Data to process below:
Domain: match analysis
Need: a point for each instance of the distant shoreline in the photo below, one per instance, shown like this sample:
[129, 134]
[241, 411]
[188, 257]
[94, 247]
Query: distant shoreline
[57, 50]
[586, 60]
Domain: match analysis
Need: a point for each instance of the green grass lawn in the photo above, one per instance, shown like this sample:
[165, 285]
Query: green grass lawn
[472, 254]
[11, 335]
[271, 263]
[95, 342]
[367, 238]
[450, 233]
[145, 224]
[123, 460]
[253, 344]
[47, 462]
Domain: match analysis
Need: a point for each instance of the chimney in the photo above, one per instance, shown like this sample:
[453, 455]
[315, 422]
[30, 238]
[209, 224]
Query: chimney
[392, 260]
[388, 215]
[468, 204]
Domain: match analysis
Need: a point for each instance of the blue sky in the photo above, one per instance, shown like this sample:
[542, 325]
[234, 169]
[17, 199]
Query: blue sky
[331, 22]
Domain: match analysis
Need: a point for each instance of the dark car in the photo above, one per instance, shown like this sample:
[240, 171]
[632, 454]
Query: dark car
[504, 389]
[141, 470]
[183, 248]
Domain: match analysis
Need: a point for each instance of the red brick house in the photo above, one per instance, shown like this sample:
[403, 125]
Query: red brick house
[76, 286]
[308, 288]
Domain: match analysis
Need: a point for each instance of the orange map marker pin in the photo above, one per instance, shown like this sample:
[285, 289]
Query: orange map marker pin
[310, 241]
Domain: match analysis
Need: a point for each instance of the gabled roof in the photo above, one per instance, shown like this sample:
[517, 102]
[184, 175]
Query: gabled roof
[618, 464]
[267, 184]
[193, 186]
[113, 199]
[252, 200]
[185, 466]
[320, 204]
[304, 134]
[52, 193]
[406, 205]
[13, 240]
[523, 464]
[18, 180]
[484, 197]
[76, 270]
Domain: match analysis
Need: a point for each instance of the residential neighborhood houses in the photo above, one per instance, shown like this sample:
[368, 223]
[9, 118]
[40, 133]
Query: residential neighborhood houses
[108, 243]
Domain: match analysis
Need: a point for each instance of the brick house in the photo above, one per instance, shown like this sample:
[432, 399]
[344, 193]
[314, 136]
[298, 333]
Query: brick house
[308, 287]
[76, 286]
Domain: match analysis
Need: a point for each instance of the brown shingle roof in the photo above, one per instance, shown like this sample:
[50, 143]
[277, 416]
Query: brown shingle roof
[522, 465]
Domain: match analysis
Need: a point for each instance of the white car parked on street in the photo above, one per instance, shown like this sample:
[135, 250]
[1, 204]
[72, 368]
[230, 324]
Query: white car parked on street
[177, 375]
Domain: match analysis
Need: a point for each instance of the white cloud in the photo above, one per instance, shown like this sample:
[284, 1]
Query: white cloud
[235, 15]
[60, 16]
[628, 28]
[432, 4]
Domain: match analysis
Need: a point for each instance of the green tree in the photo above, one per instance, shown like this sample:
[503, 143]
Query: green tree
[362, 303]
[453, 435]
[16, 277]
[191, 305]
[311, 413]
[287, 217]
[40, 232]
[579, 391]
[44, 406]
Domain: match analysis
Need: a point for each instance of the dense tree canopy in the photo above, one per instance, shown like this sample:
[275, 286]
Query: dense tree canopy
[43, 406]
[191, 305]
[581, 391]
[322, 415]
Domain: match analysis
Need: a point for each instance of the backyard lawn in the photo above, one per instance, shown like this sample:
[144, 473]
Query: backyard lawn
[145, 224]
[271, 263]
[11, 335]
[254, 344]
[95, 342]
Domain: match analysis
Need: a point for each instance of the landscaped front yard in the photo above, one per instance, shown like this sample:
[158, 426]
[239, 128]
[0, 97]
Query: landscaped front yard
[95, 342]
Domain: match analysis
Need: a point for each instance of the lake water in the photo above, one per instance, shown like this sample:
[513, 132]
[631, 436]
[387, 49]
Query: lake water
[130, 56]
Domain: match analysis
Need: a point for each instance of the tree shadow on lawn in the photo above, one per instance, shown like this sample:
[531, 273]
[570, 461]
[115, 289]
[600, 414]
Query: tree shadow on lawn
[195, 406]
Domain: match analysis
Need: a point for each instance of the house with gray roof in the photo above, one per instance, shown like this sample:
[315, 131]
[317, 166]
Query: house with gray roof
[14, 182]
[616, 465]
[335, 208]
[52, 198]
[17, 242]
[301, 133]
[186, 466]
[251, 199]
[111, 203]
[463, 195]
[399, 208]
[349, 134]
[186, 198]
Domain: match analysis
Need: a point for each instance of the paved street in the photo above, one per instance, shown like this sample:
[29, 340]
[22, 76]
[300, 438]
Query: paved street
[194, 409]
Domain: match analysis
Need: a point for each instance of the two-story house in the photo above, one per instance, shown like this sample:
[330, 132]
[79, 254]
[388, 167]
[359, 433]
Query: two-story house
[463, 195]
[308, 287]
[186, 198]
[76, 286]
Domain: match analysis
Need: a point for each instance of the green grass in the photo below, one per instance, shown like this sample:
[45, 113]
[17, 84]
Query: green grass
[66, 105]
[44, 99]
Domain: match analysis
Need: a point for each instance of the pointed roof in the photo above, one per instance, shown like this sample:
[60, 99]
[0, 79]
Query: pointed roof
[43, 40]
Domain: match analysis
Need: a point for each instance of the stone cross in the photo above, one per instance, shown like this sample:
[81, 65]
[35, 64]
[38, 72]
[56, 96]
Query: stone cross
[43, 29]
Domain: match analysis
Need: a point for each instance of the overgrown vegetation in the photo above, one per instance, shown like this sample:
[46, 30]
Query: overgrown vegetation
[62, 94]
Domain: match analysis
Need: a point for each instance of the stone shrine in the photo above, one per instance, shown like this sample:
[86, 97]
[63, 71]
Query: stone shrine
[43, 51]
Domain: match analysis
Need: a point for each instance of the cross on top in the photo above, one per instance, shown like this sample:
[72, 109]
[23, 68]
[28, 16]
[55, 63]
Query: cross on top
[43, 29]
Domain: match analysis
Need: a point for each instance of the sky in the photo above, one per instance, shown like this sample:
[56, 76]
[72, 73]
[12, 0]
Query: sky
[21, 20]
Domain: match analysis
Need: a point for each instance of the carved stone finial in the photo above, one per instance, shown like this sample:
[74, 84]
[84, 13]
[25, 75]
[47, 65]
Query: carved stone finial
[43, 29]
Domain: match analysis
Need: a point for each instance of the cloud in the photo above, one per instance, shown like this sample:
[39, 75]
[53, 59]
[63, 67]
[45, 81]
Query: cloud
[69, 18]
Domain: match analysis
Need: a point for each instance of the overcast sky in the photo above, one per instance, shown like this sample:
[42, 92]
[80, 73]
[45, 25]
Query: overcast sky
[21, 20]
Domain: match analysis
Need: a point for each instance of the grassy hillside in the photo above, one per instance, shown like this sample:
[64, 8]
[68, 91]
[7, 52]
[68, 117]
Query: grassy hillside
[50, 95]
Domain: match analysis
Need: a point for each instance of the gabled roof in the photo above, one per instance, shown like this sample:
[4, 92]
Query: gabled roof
End of Data to process.
_Activity_.
Retype the material above, line by line, exactly.

_Exercise response_.
Domain: match analysis
Need: a point for each instance of the distant shoreline in the photo below, one per instance, shown like this sample:
[129, 134]
[241, 411]
[188, 257]
[94, 247]
Query: distant shoreline
[57, 50]
[586, 60]
Domain: match analysis
Need: a point for each instance of the green grass lawn in the photo above, one per instance, shown like this sample:
[165, 285]
Query: green grass lawn
[472, 254]
[11, 335]
[271, 263]
[95, 342]
[367, 238]
[450, 233]
[145, 224]
[123, 460]
[253, 344]
[47, 462]
Domain: match analysis
Need: a point for each instance of the chimney in the photo above, one per instance, shown like this sample:
[453, 455]
[315, 422]
[30, 238]
[209, 224]
Query: chimney
[392, 260]
[388, 215]
[468, 204]
Domain: match analysis
Need: a point for each instance of the blue sky in the photo above, one per instance, shown like this sample:
[542, 325]
[234, 169]
[17, 199]
Query: blue sky
[331, 22]
Domain: match analysis
Need: a point for each instance of the dark car in the photo above, one per instance, shown like this sample:
[240, 171]
[632, 454]
Query: dark car
[504, 389]
[141, 470]
[183, 248]
Domain: match analysis
Need: a point for each instance of the red brick house in the photo above, one per instance, shown like this sample:
[403, 125]
Query: red brick house
[76, 286]
[308, 288]
Domain: match analysis
Need: a point for each instance of the orange map marker pin in the photo above, one per instance, shown like this sample:
[285, 289]
Query: orange map marker pin
[310, 241]
Domain: match analysis
Need: a point for each instance of the gabled roof in the photo above, one per instance, shown like this sample:
[517, 102]
[184, 175]
Query: gabled roof
[618, 464]
[267, 184]
[193, 186]
[113, 199]
[252, 200]
[185, 466]
[320, 204]
[304, 134]
[52, 193]
[406, 205]
[13, 240]
[523, 464]
[18, 180]
[484, 197]
[76, 270]
Domain: match analysis
Need: a point for each instance of the residential neighborhood houses in the photo above, one per instance, shown like this sample:
[368, 223]
[9, 118]
[40, 133]
Query: residential neighborhood houses
[108, 243]
Domain: match analysis
Need: a point for each instance of the brick house in the photo above, one per instance, shown like this sample:
[432, 399]
[344, 193]
[314, 136]
[298, 333]
Query: brick house
[308, 287]
[76, 286]
Domain: match analysis
Need: a point for each instance of the brown shingle roof in the photo above, one per instance, shown like this sample:
[50, 143]
[277, 416]
Query: brown shingle roof
[522, 465]
Domain: match analysis
Need: a point for each instance of the white car parked on street in the photo above, one per instance, shown like this sample:
[135, 250]
[1, 204]
[72, 368]
[230, 324]
Query: white car parked on street
[177, 375]
Domain: match analysis
Need: a point for each instance of the white cloud in the photo above, one per instance, shown like this sample:
[284, 1]
Query: white cloud
[235, 15]
[60, 16]
[628, 28]
[432, 4]
Domain: match analysis
Need: a point for each instance of the green tree in the photo above, one per instance, shown like this sample:
[503, 143]
Query: green tree
[362, 303]
[453, 435]
[16, 277]
[191, 305]
[311, 413]
[287, 217]
[40, 232]
[579, 391]
[44, 406]
Domain: match analysis
Need: a point for each instance of the dense tree canopy in the photo above, one per instance, shown like this sample:
[275, 286]
Query: dense tree canopy
[43, 406]
[191, 305]
[581, 391]
[322, 415]
Domain: match analysis
Need: a point for each instance of the backyard lawn in the photo above, one per instance, shown like this sample:
[144, 473]
Query: backyard lawn
[145, 224]
[271, 263]
[11, 335]
[254, 344]
[95, 342]
Domain: match analysis
Need: a point for each instance of the landscaped front yard in the photo above, one per instance, shown like this sample:
[158, 426]
[239, 128]
[0, 97]
Query: landscaped front yard
[95, 342]
Domain: match analysis
Need: a point for each instance of the lake water in the photo above, one per instance, shown like this sample:
[513, 132]
[631, 436]
[387, 49]
Query: lake water
[130, 56]
Domain: match analysis
Need: a point for each instance of the tree shadow on lawn in the photo above, one per instance, shown like this sample:
[531, 273]
[570, 461]
[115, 289]
[600, 414]
Query: tree shadow on lawn
[195, 406]
Domain: match analysis
Need: a point for each instance of the house with gray roof in the photo above, one per instance, shown like this sample:
[315, 131]
[317, 166]
Query: house with gray roof
[14, 182]
[616, 465]
[335, 208]
[52, 198]
[17, 242]
[301, 133]
[186, 466]
[251, 199]
[111, 203]
[463, 195]
[399, 208]
[349, 134]
[186, 198]
Domain: match analysis
Need: a point for each instance of the paved street in the photo above, one per instance, shown like this sample:
[29, 340]
[22, 76]
[300, 438]
Query: paved street
[194, 409]
Domain: match analysis
Need: a point for each instance of the two-story house in the photo above, one per instance, shown like this sample:
[330, 132]
[79, 254]
[388, 167]
[359, 433]
Query: two-story house
[463, 195]
[308, 287]
[186, 198]
[76, 286]
Domain: match analysis
Need: a point for each instance of the green grass in the photo below, one per instance, shown like this sample:
[45, 113]
[17, 84]
Query: green grass
[66, 105]
[44, 99]
Domain: match analysis
Need: a point for each instance of the pointed roof in the photo above, one per instance, shown like this sample:
[60, 99]
[0, 79]
Query: pointed roof
[43, 40]
Domain: match analysis
Need: a point for each instance of the stone cross in the photo above, one per instance, shown like this sample:
[81, 65]
[35, 64]
[38, 72]
[56, 96]
Query: stone cross
[43, 29]
Domain: match analysis
Need: a point for each instance of the overgrown vegetation in the photo above, one per instance, shown like this sample:
[46, 30]
Query: overgrown vegetation
[62, 94]
Domain: match analysis
Need: a point for each instance of the stone shrine in the photo above, one per instance, shown like this sample:
[86, 97]
[63, 71]
Query: stone shrine
[43, 51]
Domain: match analysis
Need: a point for each instance of the cross on top in the photo above, one per instance, shown like this sample:
[72, 109]
[23, 68]
[28, 16]
[55, 63]
Query: cross on top
[43, 29]
Domain: match analysis
Need: a point for each instance of the sky in the photo above, one per instance, shown like this sample:
[56, 76]
[72, 73]
[12, 0]
Query: sky
[21, 20]
Domain: match analysis
Need: a point for each instance of the carved stone finial in the photo above, one per instance, shown like this sample:
[74, 84]
[84, 13]
[25, 75]
[47, 65]
Query: carved stone finial
[43, 29]
Domain: match analysis
Need: a point for each instance of the cloud in the photo above, one per instance, shown like this sample:
[39, 75]
[53, 59]
[63, 67]
[45, 81]
Query: cloud
[69, 18]
Domain: match analysis
Need: a point for each instance of the overcast sky in the photo above, one per instance, shown like this sample:
[42, 92]
[80, 73]
[45, 25]
Query: overcast sky
[21, 20]
Domain: match analysis
Need: a point for each instance of the grassy hillside in the photo above, one per instance, shown like this sample:
[64, 8]
[68, 91]
[7, 52]
[68, 117]
Query: grassy hillside
[50, 95]
Domain: match analysis
Need: a point for each instance of the gabled roof in the photo above, one per instance, shown like this sample:
[4, 92]
Query: gabled roof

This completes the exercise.